> [EXERCISE REQUIREMENTS]:
Each line of the entries that mentions the string "carved" needs to be reported.

> [Saved entries]:
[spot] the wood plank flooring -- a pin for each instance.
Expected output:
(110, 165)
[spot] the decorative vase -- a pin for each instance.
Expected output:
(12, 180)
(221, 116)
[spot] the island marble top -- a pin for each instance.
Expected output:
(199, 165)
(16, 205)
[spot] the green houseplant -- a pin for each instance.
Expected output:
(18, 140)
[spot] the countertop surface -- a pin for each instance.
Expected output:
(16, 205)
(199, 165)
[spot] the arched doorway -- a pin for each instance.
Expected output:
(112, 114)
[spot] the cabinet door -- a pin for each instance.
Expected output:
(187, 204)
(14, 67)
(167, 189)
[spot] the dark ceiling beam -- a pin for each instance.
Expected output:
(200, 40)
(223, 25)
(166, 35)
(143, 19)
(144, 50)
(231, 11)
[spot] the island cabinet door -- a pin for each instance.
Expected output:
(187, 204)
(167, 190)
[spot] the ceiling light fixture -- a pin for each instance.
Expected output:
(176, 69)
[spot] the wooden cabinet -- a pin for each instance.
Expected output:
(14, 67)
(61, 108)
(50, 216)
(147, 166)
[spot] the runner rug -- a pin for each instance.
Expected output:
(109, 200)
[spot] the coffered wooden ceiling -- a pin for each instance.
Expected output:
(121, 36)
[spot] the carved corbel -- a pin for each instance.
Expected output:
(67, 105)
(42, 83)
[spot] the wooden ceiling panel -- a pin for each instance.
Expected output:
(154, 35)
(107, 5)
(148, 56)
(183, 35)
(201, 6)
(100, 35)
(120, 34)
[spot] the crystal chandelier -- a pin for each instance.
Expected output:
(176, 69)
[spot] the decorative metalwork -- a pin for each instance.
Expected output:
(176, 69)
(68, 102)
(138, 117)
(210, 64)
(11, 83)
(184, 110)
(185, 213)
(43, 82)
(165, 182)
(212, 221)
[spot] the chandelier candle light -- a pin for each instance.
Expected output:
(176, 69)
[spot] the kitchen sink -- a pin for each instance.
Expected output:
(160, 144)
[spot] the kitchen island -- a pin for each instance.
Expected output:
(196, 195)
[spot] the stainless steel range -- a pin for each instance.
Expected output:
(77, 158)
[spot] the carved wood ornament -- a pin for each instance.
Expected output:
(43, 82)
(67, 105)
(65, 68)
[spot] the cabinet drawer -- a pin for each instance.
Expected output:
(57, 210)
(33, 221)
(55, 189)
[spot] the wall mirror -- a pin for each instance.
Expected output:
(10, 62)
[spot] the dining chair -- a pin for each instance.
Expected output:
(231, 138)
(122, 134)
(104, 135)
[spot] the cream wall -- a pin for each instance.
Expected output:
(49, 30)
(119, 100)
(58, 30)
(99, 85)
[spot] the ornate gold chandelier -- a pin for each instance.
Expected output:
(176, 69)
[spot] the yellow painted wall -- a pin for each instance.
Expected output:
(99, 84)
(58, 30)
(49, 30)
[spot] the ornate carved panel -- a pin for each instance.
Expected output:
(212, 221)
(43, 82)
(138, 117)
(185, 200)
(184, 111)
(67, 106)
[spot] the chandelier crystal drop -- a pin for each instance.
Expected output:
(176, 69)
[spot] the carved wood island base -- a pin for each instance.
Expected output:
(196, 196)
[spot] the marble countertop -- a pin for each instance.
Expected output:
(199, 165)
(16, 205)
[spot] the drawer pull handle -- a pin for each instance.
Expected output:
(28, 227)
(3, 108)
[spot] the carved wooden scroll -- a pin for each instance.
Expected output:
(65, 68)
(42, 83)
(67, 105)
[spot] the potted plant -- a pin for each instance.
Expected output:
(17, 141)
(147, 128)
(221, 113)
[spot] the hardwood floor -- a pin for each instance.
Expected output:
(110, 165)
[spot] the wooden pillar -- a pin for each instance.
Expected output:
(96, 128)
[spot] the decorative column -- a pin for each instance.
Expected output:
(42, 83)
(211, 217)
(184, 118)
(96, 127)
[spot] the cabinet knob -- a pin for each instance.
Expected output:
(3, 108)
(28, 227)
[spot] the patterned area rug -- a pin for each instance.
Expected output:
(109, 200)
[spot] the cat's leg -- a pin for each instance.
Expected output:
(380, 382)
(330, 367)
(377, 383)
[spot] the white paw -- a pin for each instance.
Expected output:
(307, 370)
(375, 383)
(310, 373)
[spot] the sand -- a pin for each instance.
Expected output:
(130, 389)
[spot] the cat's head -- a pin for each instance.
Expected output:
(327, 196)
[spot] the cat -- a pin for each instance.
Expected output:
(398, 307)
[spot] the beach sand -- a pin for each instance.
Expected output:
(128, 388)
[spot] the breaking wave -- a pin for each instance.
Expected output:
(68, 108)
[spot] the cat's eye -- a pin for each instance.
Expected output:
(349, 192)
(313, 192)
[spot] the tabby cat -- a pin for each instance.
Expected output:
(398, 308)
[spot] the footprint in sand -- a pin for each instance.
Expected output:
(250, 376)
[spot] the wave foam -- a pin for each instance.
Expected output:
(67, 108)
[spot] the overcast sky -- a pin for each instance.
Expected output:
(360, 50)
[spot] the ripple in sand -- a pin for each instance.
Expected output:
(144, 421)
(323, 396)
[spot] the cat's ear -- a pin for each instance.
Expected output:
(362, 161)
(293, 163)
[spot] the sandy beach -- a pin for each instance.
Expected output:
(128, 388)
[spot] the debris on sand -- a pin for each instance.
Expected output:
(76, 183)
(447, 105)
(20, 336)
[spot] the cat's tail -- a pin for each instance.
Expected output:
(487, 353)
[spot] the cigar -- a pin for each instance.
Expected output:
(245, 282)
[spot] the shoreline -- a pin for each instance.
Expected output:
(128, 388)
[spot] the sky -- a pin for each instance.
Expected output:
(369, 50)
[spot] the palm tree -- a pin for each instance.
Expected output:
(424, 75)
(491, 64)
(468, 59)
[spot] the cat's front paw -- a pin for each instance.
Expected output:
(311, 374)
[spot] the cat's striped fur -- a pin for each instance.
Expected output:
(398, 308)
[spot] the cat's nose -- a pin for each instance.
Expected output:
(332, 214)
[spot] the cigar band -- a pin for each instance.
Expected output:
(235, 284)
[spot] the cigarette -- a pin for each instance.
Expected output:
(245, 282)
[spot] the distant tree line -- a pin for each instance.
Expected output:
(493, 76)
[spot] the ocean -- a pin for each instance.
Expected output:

==

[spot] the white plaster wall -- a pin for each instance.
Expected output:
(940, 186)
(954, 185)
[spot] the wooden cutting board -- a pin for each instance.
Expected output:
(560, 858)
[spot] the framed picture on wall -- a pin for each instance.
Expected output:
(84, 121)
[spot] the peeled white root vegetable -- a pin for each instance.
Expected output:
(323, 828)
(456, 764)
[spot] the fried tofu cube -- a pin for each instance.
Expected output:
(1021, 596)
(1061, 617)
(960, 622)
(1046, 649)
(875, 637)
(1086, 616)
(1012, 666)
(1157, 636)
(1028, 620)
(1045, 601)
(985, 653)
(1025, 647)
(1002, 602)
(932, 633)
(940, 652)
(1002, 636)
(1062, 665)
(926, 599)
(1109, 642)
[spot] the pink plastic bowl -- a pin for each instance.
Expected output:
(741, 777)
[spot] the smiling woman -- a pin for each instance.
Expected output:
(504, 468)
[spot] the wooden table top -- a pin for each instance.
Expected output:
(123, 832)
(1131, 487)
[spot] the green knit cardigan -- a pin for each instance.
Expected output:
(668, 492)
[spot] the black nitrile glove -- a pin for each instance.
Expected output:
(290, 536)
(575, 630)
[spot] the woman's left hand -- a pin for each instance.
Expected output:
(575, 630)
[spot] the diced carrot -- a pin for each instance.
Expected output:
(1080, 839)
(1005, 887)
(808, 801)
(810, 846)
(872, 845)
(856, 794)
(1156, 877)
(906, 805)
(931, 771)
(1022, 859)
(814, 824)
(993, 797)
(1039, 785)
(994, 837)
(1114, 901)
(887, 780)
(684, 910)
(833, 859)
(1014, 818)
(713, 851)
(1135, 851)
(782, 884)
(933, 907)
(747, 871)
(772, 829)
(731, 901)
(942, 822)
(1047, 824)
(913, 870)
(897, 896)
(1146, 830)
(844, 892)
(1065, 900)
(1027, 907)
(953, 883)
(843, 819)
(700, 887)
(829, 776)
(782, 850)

> [WRITTEN SOLUTION]:
[spot] the carved corbel -- a pin for each instance.
[spot] the carved wood ornament -- a pin for each instance.
[spot] the ornate carved panel -- a pin for each instance.
[spot] the carved wood island base -- a pin for each instance.
[spot] the carved wooden scroll -- a pin for each instance.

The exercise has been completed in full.